[Stored data entries]
........
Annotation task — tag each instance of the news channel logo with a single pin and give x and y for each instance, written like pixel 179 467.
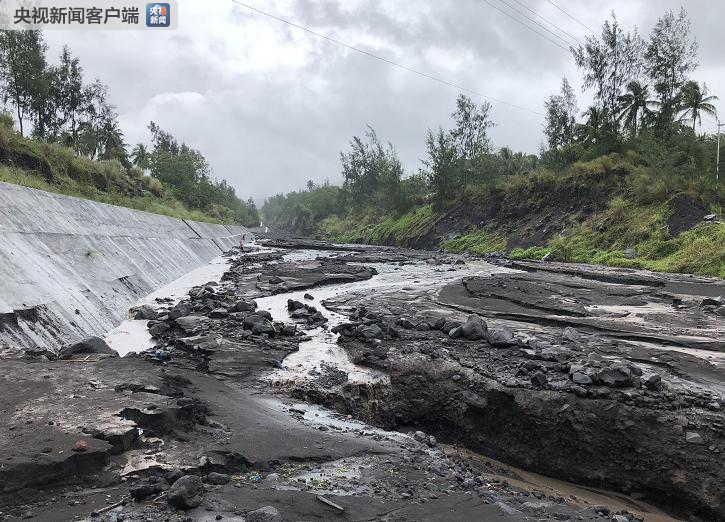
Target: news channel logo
pixel 158 15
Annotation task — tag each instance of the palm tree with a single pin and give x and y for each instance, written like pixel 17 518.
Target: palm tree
pixel 140 156
pixel 694 101
pixel 634 107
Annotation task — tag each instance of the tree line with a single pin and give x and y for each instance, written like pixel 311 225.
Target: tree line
pixel 55 103
pixel 645 101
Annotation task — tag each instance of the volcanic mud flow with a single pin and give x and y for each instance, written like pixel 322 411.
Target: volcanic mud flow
pixel 334 382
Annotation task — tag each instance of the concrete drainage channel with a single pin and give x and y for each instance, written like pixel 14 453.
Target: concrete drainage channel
pixel 224 397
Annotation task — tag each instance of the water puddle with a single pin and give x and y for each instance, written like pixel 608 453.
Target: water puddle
pixel 133 336
pixel 322 348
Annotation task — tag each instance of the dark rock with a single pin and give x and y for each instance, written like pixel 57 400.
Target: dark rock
pixel 694 438
pixel 262 327
pixel 539 379
pixel 475 328
pixel 217 478
pixel 158 329
pixel 712 301
pixel 372 331
pixel 186 493
pixel 615 376
pixel 190 323
pixel 405 323
pixel 265 514
pixel 570 334
pixel 245 305
pixel 456 332
pixel 581 378
pixel 145 312
pixel 501 337
pixel 180 310
pixel 219 313
pixel 90 345
pixel 144 491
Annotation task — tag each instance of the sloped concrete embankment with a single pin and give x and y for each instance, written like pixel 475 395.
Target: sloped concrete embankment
pixel 70 268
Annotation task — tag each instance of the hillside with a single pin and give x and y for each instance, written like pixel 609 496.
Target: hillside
pixel 53 167
pixel 607 211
........
## Brief
Each entry above should be written out verbatim, minus its pictures.

## Result
Annotation task — tag each instance of the news channel logo with a single pin and give x and y for each instance, written like pixel 179 467.
Target: news channel logo
pixel 158 15
Annotation task — tag each instance of the palm tree with a single pin and give x and y for each instance, written like pixel 17 518.
Target: palm tree
pixel 140 156
pixel 694 101
pixel 634 107
Annotation task — tag each instance of the tree line with a single pin and give x and y for each instance, written like pixel 311 225.
Target: tree line
pixel 55 103
pixel 645 101
Annotation task — tag each instance of the volcanic mud flow with a single pin and give x and y for each instance, written like pixel 322 411.
Target: volcanic mud flow
pixel 334 382
Annotation task — tag each instance of the concrete drainage channel with a single pin and give x and y for each instance, written like pixel 14 453.
Target: concrete drainage channel
pixel 224 397
Annotation task — tag each instance of the water puddle with a single pin and give x and y for each instance, written like pixel 608 453.
Target: water puddle
pixel 133 336
pixel 322 348
Annotation task — tag each instance of the dark rock with a single pin and give x and y for each instance, written like pixel 57 400.
Target: dark rock
pixel 694 438
pixel 262 327
pixel 539 379
pixel 475 328
pixel 217 478
pixel 158 329
pixel 712 301
pixel 372 331
pixel 186 493
pixel 615 376
pixel 190 323
pixel 405 323
pixel 265 514
pixel 570 334
pixel 245 305
pixel 456 332
pixel 581 378
pixel 145 312
pixel 501 337
pixel 180 310
pixel 219 313
pixel 90 345
pixel 144 491
Annotation task — tag each instance of the sloped concrete embankment with a single pin and give x and y for each instance, written like pixel 475 395.
Target: sloped concrete embankment
pixel 70 268
Annotation task — tag each instance of the hillside with a single pin and give x and y for each instance, written like pixel 609 496.
Target: hillside
pixel 53 167
pixel 607 211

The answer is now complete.